▶ Task to carry out:
All of the data should be output character for character, except the pictures.

▶ Entries shown:
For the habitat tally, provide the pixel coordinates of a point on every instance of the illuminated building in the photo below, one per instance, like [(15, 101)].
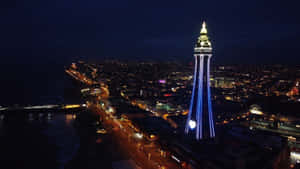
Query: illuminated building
[(200, 118)]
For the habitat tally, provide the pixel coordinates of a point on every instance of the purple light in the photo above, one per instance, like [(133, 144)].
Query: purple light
[(162, 81)]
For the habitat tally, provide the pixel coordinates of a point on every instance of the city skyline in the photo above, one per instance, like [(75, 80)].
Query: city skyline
[(200, 114)]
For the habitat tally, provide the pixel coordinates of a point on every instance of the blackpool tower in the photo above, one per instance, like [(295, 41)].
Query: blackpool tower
[(200, 119)]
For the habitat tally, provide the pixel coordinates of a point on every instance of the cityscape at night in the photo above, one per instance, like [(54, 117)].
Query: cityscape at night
[(149, 85)]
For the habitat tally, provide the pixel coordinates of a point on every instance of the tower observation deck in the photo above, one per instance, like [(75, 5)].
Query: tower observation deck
[(200, 119)]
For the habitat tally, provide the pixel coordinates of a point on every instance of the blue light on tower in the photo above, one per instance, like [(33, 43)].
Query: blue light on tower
[(200, 111)]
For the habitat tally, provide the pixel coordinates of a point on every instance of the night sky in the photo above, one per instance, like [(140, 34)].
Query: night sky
[(37, 36)]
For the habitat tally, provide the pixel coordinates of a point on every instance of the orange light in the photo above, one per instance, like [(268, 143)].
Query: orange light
[(72, 106)]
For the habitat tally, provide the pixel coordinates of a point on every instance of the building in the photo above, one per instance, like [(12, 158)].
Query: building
[(200, 118)]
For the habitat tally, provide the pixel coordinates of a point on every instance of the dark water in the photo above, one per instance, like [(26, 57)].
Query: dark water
[(63, 141), (38, 143)]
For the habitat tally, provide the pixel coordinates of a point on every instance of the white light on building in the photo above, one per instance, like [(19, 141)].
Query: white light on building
[(192, 124)]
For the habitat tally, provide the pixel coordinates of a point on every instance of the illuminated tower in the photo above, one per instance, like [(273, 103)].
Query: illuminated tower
[(200, 118)]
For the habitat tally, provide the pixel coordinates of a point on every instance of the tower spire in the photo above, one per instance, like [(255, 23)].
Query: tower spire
[(203, 29)]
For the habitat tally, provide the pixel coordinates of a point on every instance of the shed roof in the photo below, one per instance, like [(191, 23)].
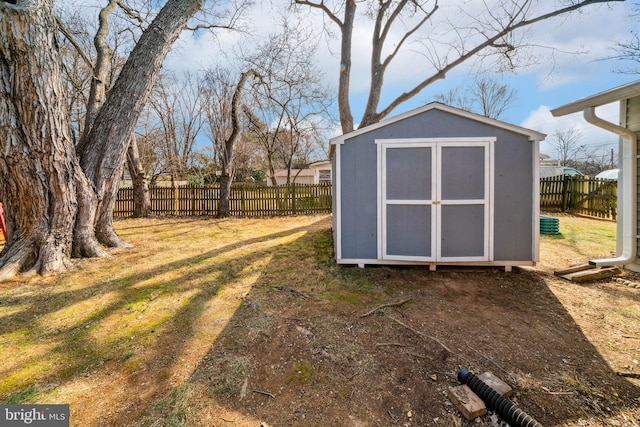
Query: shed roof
[(626, 91), (533, 135)]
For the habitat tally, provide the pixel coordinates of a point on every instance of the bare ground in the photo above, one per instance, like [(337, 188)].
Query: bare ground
[(281, 336)]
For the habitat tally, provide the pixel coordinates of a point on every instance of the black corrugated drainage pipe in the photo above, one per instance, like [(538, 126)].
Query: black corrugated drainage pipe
[(505, 408)]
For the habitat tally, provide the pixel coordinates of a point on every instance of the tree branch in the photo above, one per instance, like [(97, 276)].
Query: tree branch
[(489, 42)]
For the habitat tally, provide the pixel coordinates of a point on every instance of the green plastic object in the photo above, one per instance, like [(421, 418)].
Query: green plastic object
[(549, 225)]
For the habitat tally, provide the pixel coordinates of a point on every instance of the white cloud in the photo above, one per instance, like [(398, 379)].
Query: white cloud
[(593, 137)]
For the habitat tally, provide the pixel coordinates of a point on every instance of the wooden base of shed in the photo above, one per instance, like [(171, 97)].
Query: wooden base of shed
[(506, 265)]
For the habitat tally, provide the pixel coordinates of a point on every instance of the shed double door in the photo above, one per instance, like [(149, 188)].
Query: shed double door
[(435, 199)]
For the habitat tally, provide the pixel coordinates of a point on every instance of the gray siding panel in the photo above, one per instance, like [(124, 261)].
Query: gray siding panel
[(513, 183), (359, 200)]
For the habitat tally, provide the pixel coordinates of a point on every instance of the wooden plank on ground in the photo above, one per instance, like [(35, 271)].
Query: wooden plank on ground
[(594, 274), (496, 383), (467, 402), (573, 269)]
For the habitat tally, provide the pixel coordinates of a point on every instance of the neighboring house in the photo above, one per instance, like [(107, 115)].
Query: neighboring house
[(628, 129), (437, 185), (316, 173)]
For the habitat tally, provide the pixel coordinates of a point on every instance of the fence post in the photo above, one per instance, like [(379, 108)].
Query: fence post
[(293, 198), (565, 193)]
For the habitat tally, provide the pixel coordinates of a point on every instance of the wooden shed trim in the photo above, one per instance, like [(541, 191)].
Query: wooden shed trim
[(533, 135)]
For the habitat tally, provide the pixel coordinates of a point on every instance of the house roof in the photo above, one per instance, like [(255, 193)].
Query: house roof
[(626, 91), (294, 172), (533, 135)]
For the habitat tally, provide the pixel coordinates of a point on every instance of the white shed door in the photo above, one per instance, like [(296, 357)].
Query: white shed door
[(435, 200)]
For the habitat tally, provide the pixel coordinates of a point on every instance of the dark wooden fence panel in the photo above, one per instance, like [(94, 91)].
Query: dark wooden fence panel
[(244, 200), (581, 195)]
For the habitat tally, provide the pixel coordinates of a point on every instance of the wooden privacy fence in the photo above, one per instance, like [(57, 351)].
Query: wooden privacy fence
[(580, 195), (244, 200)]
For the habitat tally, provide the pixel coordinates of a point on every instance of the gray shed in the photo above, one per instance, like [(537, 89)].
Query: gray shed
[(437, 186)]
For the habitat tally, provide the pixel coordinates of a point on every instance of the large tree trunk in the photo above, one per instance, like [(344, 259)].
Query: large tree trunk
[(139, 181), (103, 153), (228, 164), (39, 172)]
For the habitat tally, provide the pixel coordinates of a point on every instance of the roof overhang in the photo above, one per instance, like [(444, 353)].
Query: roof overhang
[(626, 91)]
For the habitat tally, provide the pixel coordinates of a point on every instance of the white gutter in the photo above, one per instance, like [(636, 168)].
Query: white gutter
[(627, 197)]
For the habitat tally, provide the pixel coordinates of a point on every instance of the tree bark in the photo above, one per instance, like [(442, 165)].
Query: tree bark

▶ Result:
For the habitat tally, provide the pixel coordinates of a point on every instance of the illuminated building in the photo below, one per instance, like [(15, 101)].
Query: illuminated building
[(200, 118)]
For the habitat tally, provide the pixel coordinates of a point on every instance of the purple light in the photo above, one per instance, like [(133, 144)].
Query: purple light
[(162, 81)]
For the habitat tally, provide the pixel coordinates of a point on every instance of the city skyline in the photo above, one per instance, like [(75, 80)].
Query: city skyline
[(200, 114)]
For the habitat tally, provide the pixel coordinates of a point on every instance of the blackpool tower in the photo above, one per instance, like [(295, 41)].
Query: blackpool tower
[(200, 119)]
For the habitat tally, provide the pixel coordinates of a point on every instance of the cityscape at night in the photo above, one per instance, like [(54, 117)].
Query: cityscape at night
[(149, 85)]
For the habitat tally, provide the pixel coordinates of a point on every instance of the tower observation deck in the photo above, one per instance, like [(75, 5)].
Query: tower observation deck
[(200, 119)]
For the habitat tally, provide the pixel coordinates of a point on every instance of the blue light on tower in the photo above, one per instance, like [(33, 43)].
Query: blue light on tower
[(200, 111)]
For the habitat tally, provide the pixel coordinates of a point on every instance of the night sky in the photo above, one per instance, like [(140, 34)].
Query: night sky
[(37, 36)]
For the habitat tally, provide the pixel coordinates of a point on every instance of the orange light in the photo above, one per instance, like [(268, 143)].
Query: orange light
[(72, 106)]
For the habitat tally, provide the pixel coordinates of a point on every instance of the building in the photo above, one per instance, like [(12, 158)].
Query: building
[(200, 118)]
For the habitat tally, provide the pixel coordinates of a point on every instance of the dark water in the photo above, one per instance, like [(26, 57)].
Query: dark water
[(63, 141), (38, 143)]
For the habitat tally, provide the pixel coordinates of a point on every instance of the white light on building in the photo above, one per instance, like [(19, 141)].
Query: white light on building
[(192, 124)]
For the habitat tally, provide the pixel coordinates of a point on every instance of the illuminated tower in the photo above, one per instance, like [(273, 103)].
Query: illuminated tower
[(200, 118)]
For the habitat tally, provide the pixel coordinates of a point on every instance of the tower spire in the photo above, one per instance, like [(255, 23)].
Query: tower spire
[(203, 29)]
For the habitat tally, provide the pixel coordinates of a point on every instance of the shed roof in the photo below, one per instance, like [(191, 23)].
Query: shed roof
[(626, 91), (533, 135)]
For the habitat tally, provide the pixel coordinates of a point on every instance of the bare ground in the photo above, one per instance, like [(337, 188)].
Query: bare ground
[(281, 336)]
For the habitat tally, provide the pixel coordinates of a point on every instance of the black corrugated drainage pipe in the photo above, one per instance, like [(538, 126)].
Query: black corrugated drainage pipe
[(505, 408)]
For the habitat tally, provide the pixel coordinates of a point on every instance of the tree branch in the photo above, one per instance, like [(97, 276)].
Query: tree branch
[(489, 42)]
For the habitat tally, provide the pixel coordinates of a point on every instance of the green plastic object in the photo above, one per instance, like [(421, 418)].
Query: green plastic object
[(549, 225)]
For the habitat tally, provide the pixel coordinates of a point on every instance of the white cloud in the photo above, one per instance, like [(398, 379)].
Query: white cloud
[(593, 137)]
For the habitat tally, provide the pixel coordinates of a point on every instance of the wooden base of shed in the photo above, one per instance, like [(171, 97)].
Query: wooden base of shed
[(506, 265)]
For the habitat tally, provide the pixel coordinates of a point on every instance of the shed double door in the photo above, one per instance, like [(149, 188)].
Query: shed double door
[(435, 199)]
For the habitat tally, provide the pixel coordinates of a point on every instance of the gray siding panel in the photo above, one per instance, like [(124, 261)].
Query: gray siding panel
[(513, 183), (359, 200)]
For the habitat tally, provide the pixel coordinates of a point on every instance of the wooden plank on ground in the photo above, one per instance, like [(35, 271)].
Query: wooden plank on ground
[(594, 274), (496, 383), (467, 402), (573, 269)]
For the habitat tally, provide the pixel coordinates of a point on every instance of the neighboring house in the photo above, one per instance, like [(107, 115)].
Query: neighboring house
[(628, 129), (437, 185), (316, 173)]
For the habitat tally, provide the pixel coordinates of a point on every instance of the fence post in the photo above, one per instance, like [(379, 108)].
Query: fence post
[(293, 198), (565, 193)]
For the habitat tally, provide the pixel coordinates of a point on every instance of the wooden shed trim in the photo above, one per instance, like [(541, 191)].
Query: wooden shed trim
[(533, 135)]
For the habitat tally, provide the pixel coordinates of a point on every instance of the house roof in the photo above, one per instance, like [(255, 193)].
Query: house roof
[(626, 91), (294, 172), (533, 135)]
For the habitat tally, provide the pixel coordinates of a point on every instance of the white shed door in the photo above, one per instance, like [(296, 357)].
Query: white shed door
[(435, 200)]
For the habitat tally, provide the pixel coordinates of a point on every instance of the dark wooden fence panel in the photo above, one per instance, like [(94, 91)].
Query: dark wooden fence panel
[(244, 200), (581, 195)]
For the habitat tally, provide the pixel coordinates of a point on every instance of the wooden privacy fence in the photo above, one per instance, like [(57, 351)].
Query: wooden privacy fence
[(580, 195), (244, 200)]
For the habitat tally, provide the pixel coordinates of a point on every instance of the gray shed in the photo above, one per instance, like [(537, 89)].
Query: gray shed
[(437, 186)]
For the habitat tally, provide the pixel coordinates of a point on every instance of the large tree trunk in the photo above, one per instance, like [(344, 259)].
Query: large tree trunk
[(139, 181), (103, 153), (228, 164), (39, 172)]
For the habitat tally, provide the pixel coordinates of a point on every instance of the roof overhang in the photo above, one per instance, like [(444, 353)].
Query: roof overhang
[(626, 91)]
For the habitat tally, provide the pixel coordinates of a point on every instance of the white gutter in the photo above, one per instance, like [(636, 168)].
Query: white gutter
[(627, 197)]
For the habitat tally, provide the pixel coordinates of a point on every instance of the tree bark in the photo above, one per instance, like [(442, 165)].
Query: tree bark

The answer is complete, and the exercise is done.